YOUR TASK:
Please arrange all the entries below as a two-column CSV with the columns input and output, one row per entry. Put each entry's text and its result in one quoted field apiece, with line breaks replaced by spaces.

____ SUPPLIED MATERIAL

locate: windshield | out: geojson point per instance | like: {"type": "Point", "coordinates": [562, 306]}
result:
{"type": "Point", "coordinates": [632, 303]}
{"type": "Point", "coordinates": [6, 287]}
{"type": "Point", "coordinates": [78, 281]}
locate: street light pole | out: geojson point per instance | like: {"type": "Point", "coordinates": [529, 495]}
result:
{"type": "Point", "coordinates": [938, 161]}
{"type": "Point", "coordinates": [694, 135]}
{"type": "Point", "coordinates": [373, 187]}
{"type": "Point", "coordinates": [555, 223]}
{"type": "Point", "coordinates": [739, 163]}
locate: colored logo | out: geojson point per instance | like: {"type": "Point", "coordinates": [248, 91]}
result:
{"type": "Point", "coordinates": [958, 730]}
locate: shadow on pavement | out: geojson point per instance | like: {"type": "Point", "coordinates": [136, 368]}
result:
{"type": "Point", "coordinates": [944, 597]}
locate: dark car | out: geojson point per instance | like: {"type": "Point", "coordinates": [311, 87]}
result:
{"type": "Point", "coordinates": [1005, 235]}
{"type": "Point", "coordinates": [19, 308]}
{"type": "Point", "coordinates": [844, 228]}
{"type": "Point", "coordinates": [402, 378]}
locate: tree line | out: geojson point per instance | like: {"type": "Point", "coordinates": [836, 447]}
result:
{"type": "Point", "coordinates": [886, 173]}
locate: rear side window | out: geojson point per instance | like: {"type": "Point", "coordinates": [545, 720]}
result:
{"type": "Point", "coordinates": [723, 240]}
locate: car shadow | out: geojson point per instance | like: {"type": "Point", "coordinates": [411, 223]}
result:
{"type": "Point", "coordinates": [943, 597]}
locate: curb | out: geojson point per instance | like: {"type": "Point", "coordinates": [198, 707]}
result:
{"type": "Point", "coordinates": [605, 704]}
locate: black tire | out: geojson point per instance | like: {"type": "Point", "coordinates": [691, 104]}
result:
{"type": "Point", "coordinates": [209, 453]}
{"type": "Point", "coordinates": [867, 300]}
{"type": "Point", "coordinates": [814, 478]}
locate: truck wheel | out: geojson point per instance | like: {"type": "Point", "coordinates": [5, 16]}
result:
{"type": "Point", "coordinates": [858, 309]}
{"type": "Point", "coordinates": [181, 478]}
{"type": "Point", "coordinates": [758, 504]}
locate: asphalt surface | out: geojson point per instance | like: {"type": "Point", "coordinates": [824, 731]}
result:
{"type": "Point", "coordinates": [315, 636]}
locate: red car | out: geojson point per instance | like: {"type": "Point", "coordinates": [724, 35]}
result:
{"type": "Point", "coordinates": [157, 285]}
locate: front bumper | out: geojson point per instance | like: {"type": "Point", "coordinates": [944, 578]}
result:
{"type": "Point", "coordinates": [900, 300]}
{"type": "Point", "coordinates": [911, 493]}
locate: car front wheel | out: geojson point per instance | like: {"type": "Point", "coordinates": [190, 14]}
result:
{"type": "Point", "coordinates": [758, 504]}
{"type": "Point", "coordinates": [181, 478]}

________

EXERCISE RESULT:
input,output
"locate: windshield | out: geojson point per instance | like: {""type"": ""Point"", ""coordinates"": [562, 306]} result:","{""type"": ""Point"", ""coordinates"": [632, 303]} {""type"": ""Point"", ""coordinates"": [6, 287]} {""type"": ""Point"", ""coordinates"": [78, 281]}"
"locate: street light pole | out: geojson point per instance | like: {""type"": ""Point"", ""coordinates"": [529, 495]} result:","{""type"": ""Point"", ""coordinates"": [938, 161]} {""type"": ""Point"", ""coordinates"": [694, 135]} {""type"": ""Point"", ""coordinates"": [373, 187]} {""type"": ""Point"", ""coordinates"": [555, 223]} {""type"": ""Point"", ""coordinates"": [739, 163]}"
"locate: colored logo | out: geojson point per instance | like: {""type"": ""Point"", ""coordinates"": [248, 91]} result:","{""type"": ""Point"", ""coordinates"": [958, 730]}"
"locate: shadow on pavement | out: geojson point per instance | like: {""type"": ""Point"", ""coordinates"": [136, 368]} result:","{""type"": ""Point"", ""coordinates"": [944, 597]}"
"locate: dark car | out: geojson point per instance | like: {""type"": ""Point"", ""coordinates"": [311, 87]} result:","{""type"": ""Point"", ""coordinates"": [1005, 235]} {""type"": ""Point"", ""coordinates"": [19, 308]} {""type"": ""Point"", ""coordinates"": [844, 228]} {""type"": ""Point"", ""coordinates"": [402, 378]}"
"locate: tree line | out: geojson point per instance | like: {""type"": ""Point"", ""coordinates"": [836, 447]} result:","{""type"": ""Point"", ""coordinates"": [886, 173]}"
"locate: rear side window | out: geojson point per instance | like: {""type"": ""Point"", ""coordinates"": [545, 720]} result:","{""type"": ""Point"", ""coordinates"": [723, 240]}"
"locate: car shadow | out: geojson point per instance | like: {""type"": ""Point"", ""coordinates"": [411, 223]} result:","{""type"": ""Point"", ""coordinates"": [943, 597]}"
"locate: curb | out: geojson point per instance | like: {""type"": ""Point"", ""coordinates"": [198, 707]} result:","{""type"": ""Point"", ""coordinates"": [605, 704]}"
"locate: black tire | out: geojson point per instance | like: {""type"": ""Point"", ""coordinates"": [691, 104]} result:","{""type"": ""Point"", ""coordinates"": [209, 453]} {""type"": ""Point"", ""coordinates"": [867, 300]} {""type"": ""Point"", ""coordinates"": [814, 478]}"
"locate: truck wheel | out: geojson point per instance | like: {""type"": ""Point"", ""coordinates"": [5, 16]} result:","{""type"": ""Point"", ""coordinates"": [858, 309]} {""type"": ""Point"", ""coordinates"": [181, 478]} {""type"": ""Point"", ""coordinates"": [758, 504]}"
"locate: asphalt surface | out: geojson point per instance | like: {""type"": ""Point"", ""coordinates"": [824, 731]} result:","{""type"": ""Point"", ""coordinates"": [315, 636]}"
"locate: red car | out: geojson point per instance | like: {""type"": ""Point"", ""coordinates"": [724, 35]} result:","{""type"": ""Point"", ""coordinates"": [157, 285]}"
"locate: front bumper | out: geojson point per instance | like: {""type"": ""Point"", ""coordinates"": [944, 578]} result:","{""type"": ""Point"", ""coordinates"": [900, 300]} {""type"": ""Point"", ""coordinates"": [911, 493]}"
"locate: car front wheel | out: geojson point per instance | like: {""type"": ""Point"", ""coordinates"": [190, 14]} result:","{""type"": ""Point"", ""coordinates"": [758, 504]} {""type"": ""Point"", ""coordinates"": [181, 478]}"